Entries on locating named things
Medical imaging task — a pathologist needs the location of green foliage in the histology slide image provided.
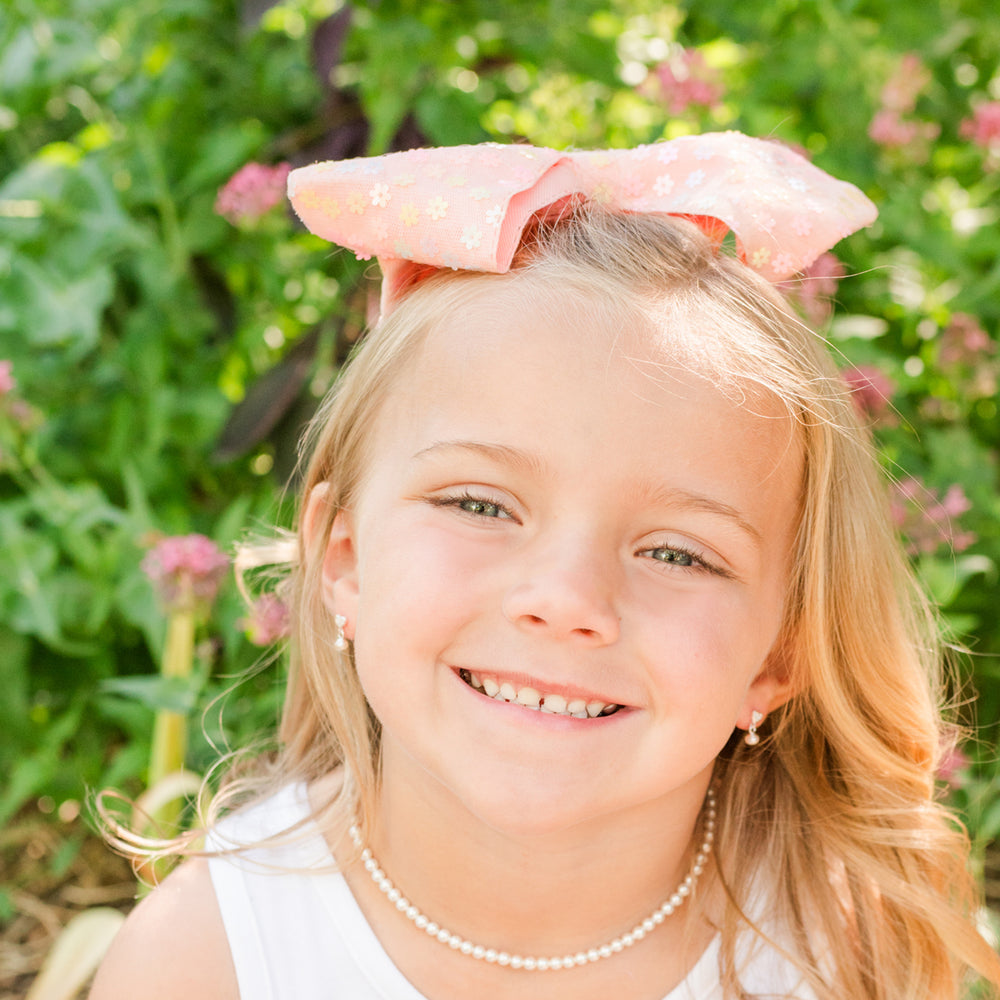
[0,0,1000,868]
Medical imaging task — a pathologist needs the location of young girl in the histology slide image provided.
[92,133,1000,1000]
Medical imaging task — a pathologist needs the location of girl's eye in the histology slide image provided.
[639,545,728,576]
[431,493,514,520]
[457,497,508,517]
[649,548,697,566]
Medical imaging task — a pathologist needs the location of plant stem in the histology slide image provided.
[149,608,195,826]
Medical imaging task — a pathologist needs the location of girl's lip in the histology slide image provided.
[451,666,632,711]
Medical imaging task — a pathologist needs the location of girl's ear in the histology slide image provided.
[736,640,796,729]
[302,483,358,638]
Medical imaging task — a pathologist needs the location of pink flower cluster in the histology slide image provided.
[938,312,1000,400]
[937,747,972,788]
[890,478,976,556]
[868,52,941,159]
[779,253,844,327]
[841,365,896,420]
[959,101,1000,154]
[142,535,229,612]
[240,594,289,646]
[0,360,42,438]
[215,163,292,226]
[653,49,725,115]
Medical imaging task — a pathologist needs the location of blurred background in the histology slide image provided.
[0,0,1000,1000]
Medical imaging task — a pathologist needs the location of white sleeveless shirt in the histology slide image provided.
[208,785,813,1000]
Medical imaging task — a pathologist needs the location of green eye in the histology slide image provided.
[651,549,695,566]
[459,497,503,517]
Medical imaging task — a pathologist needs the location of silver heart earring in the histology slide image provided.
[743,709,764,747]
[333,615,347,651]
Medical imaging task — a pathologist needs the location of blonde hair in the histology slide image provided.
[238,207,1000,1000]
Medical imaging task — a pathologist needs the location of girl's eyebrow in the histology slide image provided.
[639,486,764,548]
[413,440,545,473]
[413,440,763,546]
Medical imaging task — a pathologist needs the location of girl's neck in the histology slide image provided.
[328,757,712,998]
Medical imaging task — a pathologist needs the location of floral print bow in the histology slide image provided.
[288,132,876,315]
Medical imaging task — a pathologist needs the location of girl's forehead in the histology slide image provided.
[391,281,790,454]
[416,274,789,416]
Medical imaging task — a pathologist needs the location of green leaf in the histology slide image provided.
[99,675,204,714]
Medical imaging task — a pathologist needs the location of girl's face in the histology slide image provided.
[325,282,802,833]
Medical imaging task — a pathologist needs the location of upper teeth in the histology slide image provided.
[460,670,621,719]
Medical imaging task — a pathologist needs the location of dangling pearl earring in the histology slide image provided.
[333,615,347,651]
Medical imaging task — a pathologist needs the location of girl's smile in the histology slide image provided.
[327,280,802,844]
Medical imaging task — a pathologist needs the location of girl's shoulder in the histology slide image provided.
[90,858,239,1000]
[90,785,320,1000]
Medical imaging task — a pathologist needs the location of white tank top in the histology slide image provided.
[208,785,812,1000]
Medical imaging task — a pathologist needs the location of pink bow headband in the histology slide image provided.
[288,132,876,315]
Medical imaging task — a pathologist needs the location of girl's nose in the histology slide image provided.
[503,547,619,645]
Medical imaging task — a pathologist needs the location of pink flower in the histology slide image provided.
[959,101,1000,149]
[142,535,229,611]
[240,594,289,646]
[937,747,971,788]
[882,52,932,114]
[868,108,941,153]
[841,365,896,420]
[215,163,292,226]
[868,53,941,159]
[938,313,996,365]
[0,361,17,396]
[653,49,725,115]
[925,313,1000,404]
[890,478,976,556]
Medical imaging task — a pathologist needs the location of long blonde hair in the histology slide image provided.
[246,207,1000,1000]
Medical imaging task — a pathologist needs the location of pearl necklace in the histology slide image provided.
[350,788,715,972]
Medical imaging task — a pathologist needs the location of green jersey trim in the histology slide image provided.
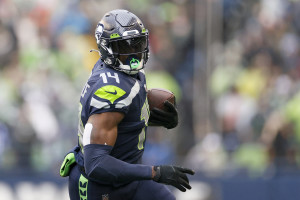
[94,85,126,104]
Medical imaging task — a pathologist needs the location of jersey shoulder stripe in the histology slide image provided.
[116,81,140,108]
[90,67,140,113]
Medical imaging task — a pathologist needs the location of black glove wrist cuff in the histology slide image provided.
[153,166,161,182]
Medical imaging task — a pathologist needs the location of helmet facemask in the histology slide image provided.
[111,36,148,74]
[95,10,149,74]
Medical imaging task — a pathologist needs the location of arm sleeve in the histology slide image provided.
[84,144,152,186]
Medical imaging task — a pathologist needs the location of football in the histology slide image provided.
[147,88,175,111]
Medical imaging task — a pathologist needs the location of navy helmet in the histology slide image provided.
[95,9,149,74]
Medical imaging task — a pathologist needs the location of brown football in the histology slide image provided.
[147,88,175,111]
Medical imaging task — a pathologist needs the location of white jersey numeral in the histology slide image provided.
[100,72,120,83]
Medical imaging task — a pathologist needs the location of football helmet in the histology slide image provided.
[95,10,149,74]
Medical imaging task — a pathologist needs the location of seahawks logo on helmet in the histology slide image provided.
[95,23,104,44]
[95,10,149,74]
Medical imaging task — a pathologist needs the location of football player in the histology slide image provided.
[60,10,194,200]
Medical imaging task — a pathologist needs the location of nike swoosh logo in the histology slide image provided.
[105,90,117,95]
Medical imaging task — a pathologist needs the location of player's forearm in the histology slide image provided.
[84,144,153,185]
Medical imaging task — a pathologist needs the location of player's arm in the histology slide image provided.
[84,112,152,185]
[84,112,194,191]
[149,101,178,129]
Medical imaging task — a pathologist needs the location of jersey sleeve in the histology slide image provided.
[89,72,140,115]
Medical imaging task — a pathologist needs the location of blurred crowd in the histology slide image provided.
[0,0,300,183]
[187,0,300,178]
[0,0,194,174]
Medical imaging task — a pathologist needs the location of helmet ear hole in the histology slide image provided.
[95,9,149,74]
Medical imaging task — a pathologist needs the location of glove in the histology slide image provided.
[149,101,178,129]
[153,165,195,192]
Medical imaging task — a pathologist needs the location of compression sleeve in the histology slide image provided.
[84,144,152,186]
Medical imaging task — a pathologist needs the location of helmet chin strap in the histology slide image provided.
[117,56,144,74]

• What is asked: How many lines in the entries contain the string "helmet"? Case counts. Reply with the number alone.

• Solved problem: 6